— Start of Document text —

Wednesday, February 27, 2008

On My Way to NYC

An opportuntity for professional development is taking me to New York City for a couple of days. Wistful memories remind me that the city is not all Wall Street profit and Broadway glamour and Radio City Music Hall. Off-and-on wandering may take me into other neighborhoods of the city.



Photos from NYU

Second Language

"There are two languages in language, two ways of speaking, two levels of linguistic usage. There is a language of clear truths, concepts, and formulas… Things are as they are, you say what you mean, as precisely as you can and as unequivocally. Speaking then is deciphering a puzzle, defining, prescribing limits…

"It is good that we have this language… But we never use it when we want to pour out our heart and say what is really in us, hidden and almost impossible to name. In questions of love and death and God and man, this first language, this first way of speaking , is not only inadequate, but also dangerous.

— End of Document text —
— Start of Data provided —

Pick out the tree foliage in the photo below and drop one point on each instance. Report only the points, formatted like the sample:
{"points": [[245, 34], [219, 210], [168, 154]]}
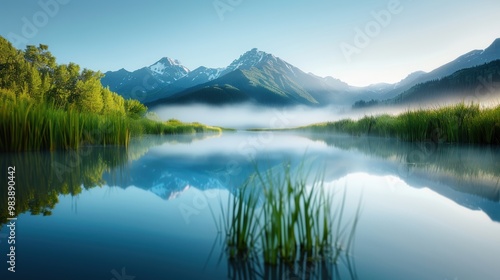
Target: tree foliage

— End of Data provided —

**What this exercise asks**.
1 > According to the blog post, for how long will the writer be in New York City?
2 > Copy from the blog post the stretch from "Photos from NYU" through "but also dangerous.".

**Answers for the tasks**.
1 > A couple of days.

2 >
Photos from NYU

Second Language

"There are two languages in language, two ways of speaking, two levels of linguistic usage. There is a language of clear truths, concepts, and formulas… Things are as they are, you say what you mean, as precisely as you can and as unequivocally. Speaking then is deciphering a puzzle, defining, prescribing limits…

"It is good that we have this language… But we never use it when we want to pour out our heart and say what is really in us, hidden and almost impossible to name. In questions of love and death and God and man, this first language, this first way of speaking , is not only inadequate, but also dangerous.